**PROBLEM TO SOLVE:** After locating the line that holds "If you would be willing to indicate the cutting", transcribe it and each following line to the end of the records, changing nothing and adding nothing.
--- DATA LISTING Enclosed Below ---
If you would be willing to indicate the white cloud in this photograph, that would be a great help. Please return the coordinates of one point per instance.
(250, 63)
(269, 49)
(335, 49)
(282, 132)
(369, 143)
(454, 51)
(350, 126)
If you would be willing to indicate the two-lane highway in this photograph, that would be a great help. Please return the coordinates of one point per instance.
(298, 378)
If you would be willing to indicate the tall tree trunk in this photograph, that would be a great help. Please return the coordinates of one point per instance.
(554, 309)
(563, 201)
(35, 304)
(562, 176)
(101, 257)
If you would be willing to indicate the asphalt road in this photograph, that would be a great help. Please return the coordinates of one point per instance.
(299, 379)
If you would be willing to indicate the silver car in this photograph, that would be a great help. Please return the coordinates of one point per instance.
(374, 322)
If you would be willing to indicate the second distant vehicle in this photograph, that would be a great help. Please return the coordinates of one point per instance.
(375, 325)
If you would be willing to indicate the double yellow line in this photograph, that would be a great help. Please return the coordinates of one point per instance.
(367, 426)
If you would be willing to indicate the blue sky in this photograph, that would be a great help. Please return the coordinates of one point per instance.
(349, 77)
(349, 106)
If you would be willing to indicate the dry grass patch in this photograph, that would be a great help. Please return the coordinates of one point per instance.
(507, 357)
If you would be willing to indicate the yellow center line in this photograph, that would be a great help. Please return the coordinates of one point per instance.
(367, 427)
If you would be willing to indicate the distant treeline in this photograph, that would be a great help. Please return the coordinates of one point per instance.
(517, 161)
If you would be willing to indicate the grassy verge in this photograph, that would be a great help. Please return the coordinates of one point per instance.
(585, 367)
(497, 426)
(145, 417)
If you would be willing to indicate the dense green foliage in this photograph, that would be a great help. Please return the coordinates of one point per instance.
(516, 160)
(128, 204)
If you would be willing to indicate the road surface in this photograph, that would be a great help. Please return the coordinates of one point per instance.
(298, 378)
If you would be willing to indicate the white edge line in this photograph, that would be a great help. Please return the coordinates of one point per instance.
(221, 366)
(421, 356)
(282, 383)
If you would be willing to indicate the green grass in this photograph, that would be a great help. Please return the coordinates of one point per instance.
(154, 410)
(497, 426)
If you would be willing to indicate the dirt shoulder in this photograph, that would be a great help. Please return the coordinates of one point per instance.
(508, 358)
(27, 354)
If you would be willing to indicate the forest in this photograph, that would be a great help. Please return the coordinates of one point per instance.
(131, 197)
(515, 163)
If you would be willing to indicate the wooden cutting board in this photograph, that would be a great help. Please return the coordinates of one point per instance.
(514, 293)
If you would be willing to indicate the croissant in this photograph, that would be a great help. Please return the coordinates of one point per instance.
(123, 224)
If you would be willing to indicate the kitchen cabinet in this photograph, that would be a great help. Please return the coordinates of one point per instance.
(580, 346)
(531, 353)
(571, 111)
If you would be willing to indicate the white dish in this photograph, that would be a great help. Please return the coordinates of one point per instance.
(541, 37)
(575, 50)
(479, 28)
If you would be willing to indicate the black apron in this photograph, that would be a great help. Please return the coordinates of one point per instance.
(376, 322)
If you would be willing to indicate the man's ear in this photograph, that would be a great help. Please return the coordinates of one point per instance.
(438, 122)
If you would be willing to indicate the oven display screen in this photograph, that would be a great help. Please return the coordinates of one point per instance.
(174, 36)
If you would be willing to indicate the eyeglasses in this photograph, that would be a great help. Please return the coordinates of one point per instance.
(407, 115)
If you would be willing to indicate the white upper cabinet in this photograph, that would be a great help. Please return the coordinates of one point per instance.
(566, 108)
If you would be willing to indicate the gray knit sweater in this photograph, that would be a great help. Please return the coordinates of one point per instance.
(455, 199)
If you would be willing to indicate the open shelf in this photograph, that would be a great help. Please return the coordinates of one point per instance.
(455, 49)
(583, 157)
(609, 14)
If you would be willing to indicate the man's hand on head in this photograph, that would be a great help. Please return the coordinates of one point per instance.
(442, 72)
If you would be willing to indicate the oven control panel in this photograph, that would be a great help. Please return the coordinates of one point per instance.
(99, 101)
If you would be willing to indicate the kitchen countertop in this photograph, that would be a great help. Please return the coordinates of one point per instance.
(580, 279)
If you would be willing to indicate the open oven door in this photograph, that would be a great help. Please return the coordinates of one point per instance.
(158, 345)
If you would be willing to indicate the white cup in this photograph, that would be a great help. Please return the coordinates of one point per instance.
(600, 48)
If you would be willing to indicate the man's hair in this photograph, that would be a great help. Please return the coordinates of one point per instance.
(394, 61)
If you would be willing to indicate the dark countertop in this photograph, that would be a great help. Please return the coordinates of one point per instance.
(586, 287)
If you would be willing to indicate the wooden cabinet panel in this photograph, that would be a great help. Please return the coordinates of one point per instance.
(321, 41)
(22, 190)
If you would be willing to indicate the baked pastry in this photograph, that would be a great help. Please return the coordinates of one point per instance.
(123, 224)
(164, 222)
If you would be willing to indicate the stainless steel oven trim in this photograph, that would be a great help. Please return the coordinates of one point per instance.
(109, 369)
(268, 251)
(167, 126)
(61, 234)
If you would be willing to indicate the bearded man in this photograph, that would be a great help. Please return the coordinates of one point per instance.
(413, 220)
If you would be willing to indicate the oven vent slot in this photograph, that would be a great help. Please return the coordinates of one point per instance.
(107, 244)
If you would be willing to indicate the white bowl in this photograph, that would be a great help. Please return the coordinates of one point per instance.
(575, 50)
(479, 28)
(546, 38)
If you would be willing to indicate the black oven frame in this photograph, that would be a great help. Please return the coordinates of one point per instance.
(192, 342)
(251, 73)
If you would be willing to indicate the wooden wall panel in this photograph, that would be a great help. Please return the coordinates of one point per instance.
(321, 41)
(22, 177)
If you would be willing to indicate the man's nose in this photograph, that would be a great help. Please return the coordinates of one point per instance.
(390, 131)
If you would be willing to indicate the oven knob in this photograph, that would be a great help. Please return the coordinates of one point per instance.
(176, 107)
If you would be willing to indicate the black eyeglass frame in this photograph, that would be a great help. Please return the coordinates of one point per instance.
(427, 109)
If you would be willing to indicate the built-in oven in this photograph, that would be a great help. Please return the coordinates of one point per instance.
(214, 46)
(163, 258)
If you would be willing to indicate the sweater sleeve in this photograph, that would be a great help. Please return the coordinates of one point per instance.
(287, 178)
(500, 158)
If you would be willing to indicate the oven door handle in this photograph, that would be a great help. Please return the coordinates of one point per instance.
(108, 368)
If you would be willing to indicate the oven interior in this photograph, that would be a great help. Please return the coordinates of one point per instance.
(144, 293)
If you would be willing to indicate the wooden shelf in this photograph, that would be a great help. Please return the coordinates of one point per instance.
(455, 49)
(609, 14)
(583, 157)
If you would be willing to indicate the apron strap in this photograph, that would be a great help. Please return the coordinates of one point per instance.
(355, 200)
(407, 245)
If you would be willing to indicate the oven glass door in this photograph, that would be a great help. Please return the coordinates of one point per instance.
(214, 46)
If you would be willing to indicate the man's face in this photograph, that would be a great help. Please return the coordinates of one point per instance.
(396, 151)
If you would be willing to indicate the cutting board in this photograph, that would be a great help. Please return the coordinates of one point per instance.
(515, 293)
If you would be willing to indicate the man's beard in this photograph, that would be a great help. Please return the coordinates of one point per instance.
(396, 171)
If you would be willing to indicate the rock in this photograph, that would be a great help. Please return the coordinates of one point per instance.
--- End of Enclosed DATA LISTING ---
**RESULT OF THE TASK:**
If you would be willing to indicate the cutting board in this photograph, that would be a great help. Please return the coordinates of one point per instance.
(515, 293)
If you would be willing to indicate the man's beard in this photograph, that would be a great help. Please return the coordinates of one point per instance.
(396, 171)
If you would be willing to indicate the rock in this photograph, that would be a great help. Please return the coordinates of one point per instance.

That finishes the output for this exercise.